- INSTRUÇÕES DA TAREFA
Verta para o inglês a seguinte frase do trecho sobre o hotel Jaraguá: "O Jaraguá abriu suas portas em 25 de janeiro de 1954, dia em que São Paulo comemorava seu quarto centenário."

Eduardo Knapp/Folha Imagem
Cândido Martins, 72, chefe da portaria, o mais antigo funcionário, na frente do prédio do hotel, no centro da cidade


AURELIANO BIANCARELLI
da Reportagem Local

As camas do hotel Jaraguá, onde dormiam as celebridades que passavam por São Paulo nas décadas de 50 a 70, começam a ser desmontadas na manhã de hoje. O hotel, no centro da cidade, fecha suas portas nesta segunda-feira.
O prédio de 21 andares foi comprado em novembro passado pela empresa que controla o "Diário Popular". O Diário já ocupava os seis primeiros pavimentos do prédio, os mesmos que abrigavam antes o jornal "O Estado de São Paulo". O negócio com o último proprietário, a imobiliária Savoy, teria envolvido R$ 10 milhões.
O Jaraguá abriu suas portas em 25 de janeiro de 1954, dia em que São Paulo comemorava seu quarto centenário. Até o final dos anos 70, o hotel foi símbolo de glamour. Ninguém famoso, de presidente a celebridade do cinema, passava por São Paulo sem dormir ali. Eram 164 apartamentos e 22 suítes disputadas com antecedência.
No último final de semana, pelos corredores desertos, os funcionários contavam histórias dos célebres hóspedes: Alain Delon, Robert Kennedy, Fidel Castro, Ella Fitzgerald, Yuri Gagarin, Juscelino Kubitschek, Jânio Quadros, Sofia Loren, Tony Curtis, Louis Armstrong, Raul Seixas, Prestes Maia, Brigite Bardot, times de futebol, políticos de todas as tendências e cantores de vários gêneros.

- ITENS FORNECIDOS
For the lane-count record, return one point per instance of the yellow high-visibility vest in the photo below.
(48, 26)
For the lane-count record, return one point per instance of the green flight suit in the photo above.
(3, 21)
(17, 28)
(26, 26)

- RESPOSTA DO EXERCÍCIO
The Jaraguá opened its doors on January 25, 1954, the day on which São Paulo was celebrating its four hundredth anniversary.